| Fragmento citado |
****************************************
Hayashi, pues, soñaba con dedicarse a la construcción de una utopía, emprender un arduo aprendizaje no contaminado por el mundo secular, implantar un sistema médico al que pudiera entregarse en cuerpo y alma y hacer felices a todos los pacientes que pudiera. Estos motivos eran puros y la visión aquí descrita no carece de belleza y esplendor. Pero si lo miramos con cierta perspectiva, vemos lo ilusas que son estas ideas y lo alejadas que están de la realidad. El paisaje que se describe parece el de un cuadro fantástico. Ahora bien: si hubiéramos sido amigos del doctor Hayashi en el momento en el que pensaba hacerse monje de Aum y hubiéramos intentado hacerle ver lo irreales que eran estas ideas, habríamos comprobado lo difícil que resultaba.
****************************************
| Tareas del ejercicio |
1 > Responde a estas preguntas sobre el fragmento acerca del doctor Hayashi:
(a) ¿A la construcción de qué soñaba dedicarse Hayashi?
(b) ¿Al de qué se parece el paisaje que se describe?
(c) ¿En qué pensaba hacerse el doctor Hayashi?
2 > Escribe la continuación del fragmento sobre el doctor Hayashi a partir de su última oración.
Los ítems proceden de una fuente distinta a la del fragmento sobre el doctor Hayashi.

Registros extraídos
****************************************
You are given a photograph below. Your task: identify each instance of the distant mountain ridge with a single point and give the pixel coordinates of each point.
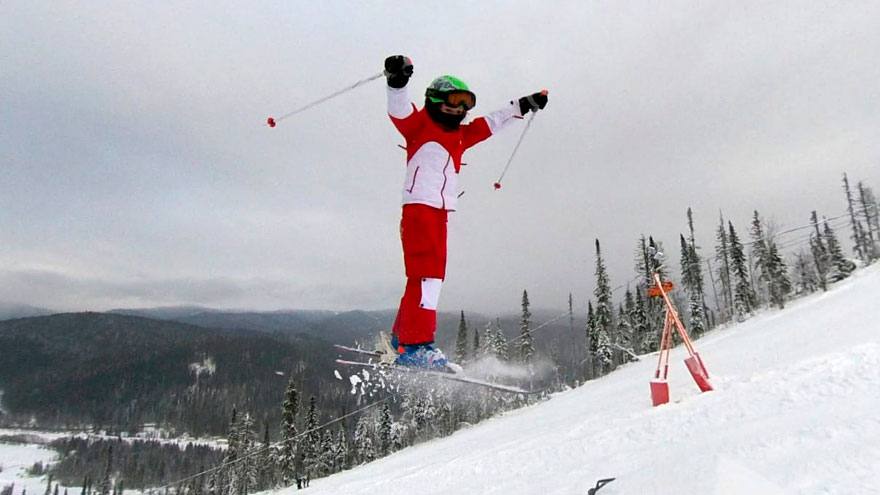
(119, 371)
(9, 311)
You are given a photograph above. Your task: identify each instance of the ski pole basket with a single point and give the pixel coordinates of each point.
(672, 323)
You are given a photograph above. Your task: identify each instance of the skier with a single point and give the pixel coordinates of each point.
(435, 140)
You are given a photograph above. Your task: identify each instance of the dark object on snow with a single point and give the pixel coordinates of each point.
(599, 484)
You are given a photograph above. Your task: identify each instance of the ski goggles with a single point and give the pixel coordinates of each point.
(459, 98)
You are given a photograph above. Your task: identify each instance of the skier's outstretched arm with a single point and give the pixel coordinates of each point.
(398, 69)
(483, 127)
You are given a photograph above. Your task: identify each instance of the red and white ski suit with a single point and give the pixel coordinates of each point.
(430, 190)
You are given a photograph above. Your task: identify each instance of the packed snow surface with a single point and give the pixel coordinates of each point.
(796, 409)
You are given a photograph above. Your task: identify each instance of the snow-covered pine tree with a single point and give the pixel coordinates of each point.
(806, 281)
(461, 341)
(384, 430)
(841, 267)
(869, 213)
(691, 278)
(760, 253)
(696, 274)
(498, 342)
(525, 345)
(247, 470)
(722, 256)
(477, 350)
(604, 316)
(780, 283)
(819, 251)
(858, 236)
(289, 436)
(233, 452)
(340, 451)
(325, 458)
(266, 462)
(644, 340)
(364, 446)
(744, 298)
(312, 444)
(107, 479)
(592, 337)
(622, 336)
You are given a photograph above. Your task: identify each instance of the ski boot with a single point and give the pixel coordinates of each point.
(387, 348)
(424, 356)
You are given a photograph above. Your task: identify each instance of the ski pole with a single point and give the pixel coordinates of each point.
(272, 121)
(516, 148)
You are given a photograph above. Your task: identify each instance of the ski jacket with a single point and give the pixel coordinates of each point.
(433, 154)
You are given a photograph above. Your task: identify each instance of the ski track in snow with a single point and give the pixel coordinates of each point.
(796, 410)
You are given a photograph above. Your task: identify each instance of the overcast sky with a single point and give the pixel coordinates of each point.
(136, 169)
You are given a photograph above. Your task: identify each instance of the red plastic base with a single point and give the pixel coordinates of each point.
(659, 392)
(698, 371)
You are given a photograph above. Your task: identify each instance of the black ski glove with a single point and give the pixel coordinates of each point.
(398, 69)
(533, 102)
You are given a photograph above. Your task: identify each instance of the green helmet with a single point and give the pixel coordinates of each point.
(443, 87)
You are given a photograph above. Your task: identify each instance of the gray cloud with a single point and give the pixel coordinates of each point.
(135, 169)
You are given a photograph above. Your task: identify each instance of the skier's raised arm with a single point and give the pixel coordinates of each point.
(398, 69)
(482, 127)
****************************************
| Respuestas del ejercicio |
1 >
(a) A la construcción de una utopía.
(b) Al de un cuadro fantástico.
(c) En monje de Aum.

2 >
Sin embargo, lo que había que decirle es muy sencillo: «La realidad es confusa y contradictoria, y si excluimos esto, ya no es realidad. Podemos pensar que, siguiendo un lenguaje y una lógica que nos parecen coherentes, es posible eliminar este aspecto de la realidad, pero eso siempre estará ahí, esperando para tomarse la revancha».

Dudo de que Hayashi se dejara convencer por estos argumentos. Intentaría refutarlos con una terminología técnica y una lógica estática y encarecería lo bello y expedito que es el camino que se disponía a tomar. Y nosotros, viendo que sería inútil, nos callaríamos.

Lo triste es que un lenguaje y una lógica aislados de la realidad tienen mucho más poder que el lenguaje y la lógica de la realidad, con todo su extraño y superfluo contenido que pesa como una piedra sobre cada una de nuestras acciones. Al final, incapaces de entendernos, nos despediríamos y tomaríamos cada uno nuestro camino.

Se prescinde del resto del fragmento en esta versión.